→ About this task
Each line below must be set down exactly as it stands.

Stored data:
⁂

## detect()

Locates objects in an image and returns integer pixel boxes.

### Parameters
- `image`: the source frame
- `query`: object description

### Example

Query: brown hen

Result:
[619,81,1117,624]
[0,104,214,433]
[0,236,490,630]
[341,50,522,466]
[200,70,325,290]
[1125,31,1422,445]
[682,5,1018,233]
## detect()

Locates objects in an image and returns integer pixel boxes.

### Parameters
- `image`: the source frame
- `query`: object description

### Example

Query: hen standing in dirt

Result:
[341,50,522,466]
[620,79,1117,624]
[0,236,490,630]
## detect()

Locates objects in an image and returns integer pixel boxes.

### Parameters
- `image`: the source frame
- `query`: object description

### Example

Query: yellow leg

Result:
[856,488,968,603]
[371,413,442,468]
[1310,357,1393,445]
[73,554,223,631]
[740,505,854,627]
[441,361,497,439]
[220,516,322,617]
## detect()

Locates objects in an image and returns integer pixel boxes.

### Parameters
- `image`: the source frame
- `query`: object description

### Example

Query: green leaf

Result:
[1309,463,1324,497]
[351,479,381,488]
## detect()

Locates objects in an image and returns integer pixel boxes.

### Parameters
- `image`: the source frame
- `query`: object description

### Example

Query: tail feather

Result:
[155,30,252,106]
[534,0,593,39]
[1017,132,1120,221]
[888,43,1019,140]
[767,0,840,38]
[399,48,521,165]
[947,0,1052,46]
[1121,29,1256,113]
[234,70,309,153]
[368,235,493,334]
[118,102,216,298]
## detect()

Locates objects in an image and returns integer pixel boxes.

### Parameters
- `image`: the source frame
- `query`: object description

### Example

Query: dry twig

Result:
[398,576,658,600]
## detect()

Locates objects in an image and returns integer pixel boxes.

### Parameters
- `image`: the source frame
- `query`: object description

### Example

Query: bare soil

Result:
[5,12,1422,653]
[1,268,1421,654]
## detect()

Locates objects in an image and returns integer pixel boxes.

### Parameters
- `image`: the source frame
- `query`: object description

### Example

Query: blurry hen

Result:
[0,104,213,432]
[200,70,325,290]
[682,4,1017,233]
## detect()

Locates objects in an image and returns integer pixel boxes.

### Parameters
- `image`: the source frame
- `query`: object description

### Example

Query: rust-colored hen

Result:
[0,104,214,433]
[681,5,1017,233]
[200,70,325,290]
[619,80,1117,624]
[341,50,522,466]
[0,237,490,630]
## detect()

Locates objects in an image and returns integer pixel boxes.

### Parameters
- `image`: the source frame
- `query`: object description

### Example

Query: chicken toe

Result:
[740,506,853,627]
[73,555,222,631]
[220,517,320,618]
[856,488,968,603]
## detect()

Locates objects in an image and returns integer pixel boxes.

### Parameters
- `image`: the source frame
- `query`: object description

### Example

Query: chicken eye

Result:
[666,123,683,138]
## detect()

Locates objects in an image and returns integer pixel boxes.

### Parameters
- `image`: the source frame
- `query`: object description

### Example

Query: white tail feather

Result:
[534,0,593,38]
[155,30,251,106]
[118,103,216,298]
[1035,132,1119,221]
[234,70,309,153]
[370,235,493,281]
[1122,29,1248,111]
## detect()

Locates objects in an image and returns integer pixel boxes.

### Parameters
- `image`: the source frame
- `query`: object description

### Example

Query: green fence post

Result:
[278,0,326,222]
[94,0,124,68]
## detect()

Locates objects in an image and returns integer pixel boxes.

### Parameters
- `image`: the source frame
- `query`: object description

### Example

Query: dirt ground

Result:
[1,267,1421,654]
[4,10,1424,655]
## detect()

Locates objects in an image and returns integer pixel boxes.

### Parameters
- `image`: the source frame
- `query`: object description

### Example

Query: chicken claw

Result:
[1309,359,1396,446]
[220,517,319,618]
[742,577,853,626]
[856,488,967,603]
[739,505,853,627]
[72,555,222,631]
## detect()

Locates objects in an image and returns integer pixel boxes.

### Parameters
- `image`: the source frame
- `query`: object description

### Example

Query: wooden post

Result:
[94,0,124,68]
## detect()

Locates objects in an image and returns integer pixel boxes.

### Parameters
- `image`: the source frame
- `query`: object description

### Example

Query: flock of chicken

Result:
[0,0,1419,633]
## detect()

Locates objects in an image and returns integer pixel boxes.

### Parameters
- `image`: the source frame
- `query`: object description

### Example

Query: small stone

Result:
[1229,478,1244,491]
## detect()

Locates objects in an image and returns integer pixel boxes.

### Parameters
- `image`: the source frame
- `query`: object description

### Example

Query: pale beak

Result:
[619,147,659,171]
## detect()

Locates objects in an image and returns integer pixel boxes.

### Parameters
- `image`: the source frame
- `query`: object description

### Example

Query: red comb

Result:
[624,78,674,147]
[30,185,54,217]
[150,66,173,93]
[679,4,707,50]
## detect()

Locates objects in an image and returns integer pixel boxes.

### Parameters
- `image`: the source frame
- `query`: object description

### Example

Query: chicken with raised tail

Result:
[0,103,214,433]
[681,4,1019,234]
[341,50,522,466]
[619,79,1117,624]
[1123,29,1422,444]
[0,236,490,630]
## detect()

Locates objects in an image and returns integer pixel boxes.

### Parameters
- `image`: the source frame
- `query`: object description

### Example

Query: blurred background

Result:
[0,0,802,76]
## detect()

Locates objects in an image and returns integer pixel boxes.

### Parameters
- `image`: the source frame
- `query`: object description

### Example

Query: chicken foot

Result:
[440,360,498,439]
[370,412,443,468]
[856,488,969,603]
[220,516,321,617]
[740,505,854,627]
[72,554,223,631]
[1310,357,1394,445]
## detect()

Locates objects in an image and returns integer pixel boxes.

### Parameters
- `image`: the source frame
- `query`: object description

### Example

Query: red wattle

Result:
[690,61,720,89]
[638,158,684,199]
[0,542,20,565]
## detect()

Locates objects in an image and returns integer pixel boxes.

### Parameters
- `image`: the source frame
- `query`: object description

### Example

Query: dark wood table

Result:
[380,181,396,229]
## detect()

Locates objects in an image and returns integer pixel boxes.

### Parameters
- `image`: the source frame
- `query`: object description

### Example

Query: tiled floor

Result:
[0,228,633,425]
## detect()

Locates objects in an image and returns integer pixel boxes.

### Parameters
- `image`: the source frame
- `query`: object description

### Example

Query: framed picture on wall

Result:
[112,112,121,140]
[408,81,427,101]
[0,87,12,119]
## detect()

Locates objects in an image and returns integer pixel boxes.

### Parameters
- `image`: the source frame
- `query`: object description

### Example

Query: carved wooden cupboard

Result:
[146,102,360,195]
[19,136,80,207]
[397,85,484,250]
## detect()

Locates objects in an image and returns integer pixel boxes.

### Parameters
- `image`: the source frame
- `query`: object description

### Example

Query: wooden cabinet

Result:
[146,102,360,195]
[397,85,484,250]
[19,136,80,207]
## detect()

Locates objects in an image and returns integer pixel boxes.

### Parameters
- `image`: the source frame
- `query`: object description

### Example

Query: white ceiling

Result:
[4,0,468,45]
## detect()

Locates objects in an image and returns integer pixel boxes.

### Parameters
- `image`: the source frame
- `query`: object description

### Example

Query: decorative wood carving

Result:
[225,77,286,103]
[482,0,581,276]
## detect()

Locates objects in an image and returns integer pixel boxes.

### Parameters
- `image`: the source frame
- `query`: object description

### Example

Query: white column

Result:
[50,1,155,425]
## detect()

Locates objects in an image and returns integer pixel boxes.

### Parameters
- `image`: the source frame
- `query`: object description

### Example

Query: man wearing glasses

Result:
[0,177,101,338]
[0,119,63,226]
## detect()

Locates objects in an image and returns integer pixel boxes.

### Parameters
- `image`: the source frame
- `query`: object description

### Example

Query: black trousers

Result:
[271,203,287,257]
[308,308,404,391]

⁂

→ Written reply
## detect()

Locates objects in an image and returns integer pixel boxes.

### Parameters
- `image`: the source frame
- `query`: object description

### Example

Query: brown hen

Result:
[619,81,1117,624]
[0,104,214,433]
[0,236,490,630]
[341,50,522,466]
[200,70,325,290]
[1125,31,1422,445]
[682,5,1018,233]
## detect()

Locates objects in an image and returns integer pixel boxes.

### Parameters
- `image`: the source frame
- `query`: object description

### Example

Query: hen standing in dirt

Result:
[341,50,522,466]
[620,79,1117,624]
[0,236,490,630]
## detect()

Locates objects in an image and returns integer pixel boxes.

### Parameters
- `image`: the source frame
- `query`: object description

### Example

Query: yellow leg

Result:
[856,488,968,603]
[371,413,442,468]
[1310,357,1393,445]
[73,554,223,631]
[740,505,854,627]
[441,361,497,439]
[220,516,322,617]
## detect()

Locates objects in an image and returns integer pixel boxes.

### Parameters
- `image`: the source frame
- `query`: object description

### Example

Query: green leaf

Result:
[1309,463,1324,497]
[351,479,381,488]
## detect()

Locates objects in an image and returns integer pixel boxes.

### Parameters
- `image`: the source frame
- `query`: object description

### Example

Query: tail feather

Result:
[155,30,252,106]
[534,0,593,39]
[1017,132,1120,221]
[888,43,1019,140]
[767,0,840,38]
[399,48,521,165]
[947,0,1052,46]
[1121,29,1256,113]
[234,70,309,153]
[368,235,493,334]
[118,102,216,298]
## detect()

Locates objects in an image and returns integer pixel boxes.

### Parameters
- `image`: the source frame
- `query`: object description

### Example

Query: dry twig

Result:
[398,576,658,600]
## detect()

Locates objects in an image and returns integer pixel boxes.

### Parameters
- `image`: the source frame
- `query`: object description

### Example

Query: bare soil

Result:
[5,12,1422,653]
[1,268,1421,654]
## detect()

Locates objects in an image and returns integer pixel boxes.

### Parameters
- `image`: the source frame
- `query`: object description

### Example

Query: blurry hen

Result:
[0,104,213,432]
[200,70,325,290]
[682,4,1017,233]
## detect()

Locates objects in an image and returns integer pixel boxes.

### Parameters
- `image`: the source frame
- `query`: object description

### Example

Query: rust-colored hen

Result:
[0,104,214,433]
[681,5,1017,233]
[200,70,325,290]
[619,80,1117,624]
[341,50,522,466]
[0,237,490,630]
## detect()

Locates objects in an image and returns integer pixel boxes.

### Parameters
- `image`: the source frame
- `query`: object description

### Example

Query: chicken toe

Result:
[740,506,853,627]
[73,555,222,631]
[220,517,320,618]
[856,488,968,603]
## detect()

Locates objects in an image and returns integer pixel boxes.

### Parameters
- `image`: the source frame
- `query`: object description

### Example

Query: chicken eye

Result:
[666,123,683,138]
## detect()

Locates objects in an image and returns integer pixel boxes.

### Parameters
- `image`: the source frame
- `query`: object description

### Example

Query: white tail feather

Result:
[534,0,593,38]
[155,30,251,106]
[118,103,216,298]
[1035,132,1119,221]
[234,70,309,153]
[370,235,493,281]
[1122,29,1248,111]
## detect()

Locates objects in an image and returns integer pixel boxes.

### Parameters
- `image`: the source frame
- `query`: object description

### Example

Query: green fence post

Result:
[278,0,326,222]
[94,0,124,68]
## detect()

Locates objects in an image and returns integer pixel boxes.

### Parameters
- `image`: the source frame
- `query`: object description

### Example

Query: dirt ground

Result:
[1,267,1421,654]
[4,10,1424,655]
## detect()

Locates objects in an image and returns integer pixel boxes.

### Parameters
- `image`: the source frame
- `query`: object description

### Example

Query: chicken claw

Result:
[1309,359,1396,446]
[220,517,319,618]
[742,577,853,626]
[856,488,967,603]
[739,505,853,627]
[72,555,222,631]
## detect()

Locates objects in an image and returns integer pixel boxes.

### Parameters
- `image`: the source frame
- `query`: object description

### Example

Query: wooden post

Result:
[94,0,124,68]
## detect()

Locates objects in an image and returns integer pixel boxes.

### Parameters
- `image`: the source frame
- `query`: object description

### Example

Query: flock of chicken

Result:
[0,0,1419,633]
## detect()

Locates objects in an image and returns integer pixel boxes.

### Parameters
- `image`: the source frame
- `query`: object description

### Example

Query: small stone

Result:
[1229,478,1244,491]
## detect()

Locates objects in an image and returns integer pixel boxes.

### Parameters
- `image`: the source frame
- `query`: object description

### Example

Query: pale beak

Result:
[619,147,659,171]
## detect()

Locates objects in an image and returns integer pixel boxes.

### Parameters
- `image`: the source frame
- `query`: object description

### Example

Query: red comb

Result:
[624,78,674,147]
[30,185,54,217]
[150,66,173,93]
[679,4,707,50]
## detect()

Locates objects in an image and returns integer pixel boxes.

### Parameters
- `image`: the source frame
- `query`: object description

### Example

Query: chicken with raised tail

Result:
[0,103,214,433]
[681,4,1019,234]
[341,50,522,466]
[619,79,1117,624]
[1123,29,1422,444]
[0,236,490,630]
## detect()

Locates objects in an image and returns integer pixel boxes.

### Parameters
- `image`: the source frame
- `query`: object description

### Example

Query: blurred background

Result:
[0,0,802,76]
## detect()

Locates objects in an image and returns integer pixel boxes.

### Parameters
- `image`: the source frame
- `query`: object description

### Example

Query: chicken foot

Result:
[440,360,498,439]
[370,412,443,468]
[856,488,969,603]
[220,516,321,617]
[740,505,854,627]
[72,554,223,631]
[1310,357,1394,445]
## detect()

Locates objects in an image and returns integer pixel boxes.

### Parameters
- `image`: the source frame
- `query`: object description

### Example

Query: red wattle

Result:
[690,61,720,89]
[638,158,684,199]
[0,542,20,565]
## detect()

Locates objects in an image and returns integer pixel boxes.

### Parameters
- `image`: the source frame
- `query`: object description

### Example

Query: dark wood table

Result:
[380,181,396,229]
## detect()

Locates objects in an image and returns integer pixel boxes.

### Parameters
- `image`: the source frame
- `query`: object description

### Example

Query: tiled floor

Result:
[0,228,633,425]
## detect()

Locates objects in an image and returns integer pixel boxes.

### Parameters
- `image`: the source frame
- `query`: object description

### Example

Query: framed picture on wall

Result:
[112,112,121,140]
[408,81,427,101]
[0,87,12,119]
## detect()

Locates objects in an image and returns integer pixel boxes.

### Parameters
- `image`: the source frame
- `query`: object description

### Example

Query: carved wooden cupboard

Result:
[146,102,360,195]
[19,136,80,207]
[397,85,484,250]
## detect()

Locates objects in an image and returns integer pixel boxes.

### Parameters
- `image`: the source frame
- `query`: object description

### Example

Query: wooden cabinet

Result:
[146,102,360,195]
[397,85,484,250]
[19,136,80,207]
## detect()

Locates objects in an image and returns integer pixel boxes.

### Parameters
- `image`: the source frame
- `query`: object description

### Example

Query: white ceiling

Result:
[4,0,468,45]
## detect()

Locates objects in an image and returns integer pixel boxes.

### Parameters
- `image`: the source frame
- `query`: object description

### Example

Query: decorative wood carving

Result:
[225,77,286,103]
[482,0,581,276]
## detect()

Locates objects in an image and returns integer pixel boxes.

### Parameters
- `image`: the source frame
- `query`: object description

### Example

Query: white column

Result:
[50,1,155,425]
## detect()

Locates objects in an image and returns integer pixel boxes.

### Parameters
- `image`: the source frame
- `query`: object description

### Example

Query: man wearing glasses

Result:
[0,177,101,338]
[0,119,63,226]
## detect()

Locates objects in an image and returns integer pixel boxes.

### Parameters
- `image`: the source frame
- `query`: object description

### Example

Query: black trousers

Result:
[271,203,287,257]
[308,308,404,391]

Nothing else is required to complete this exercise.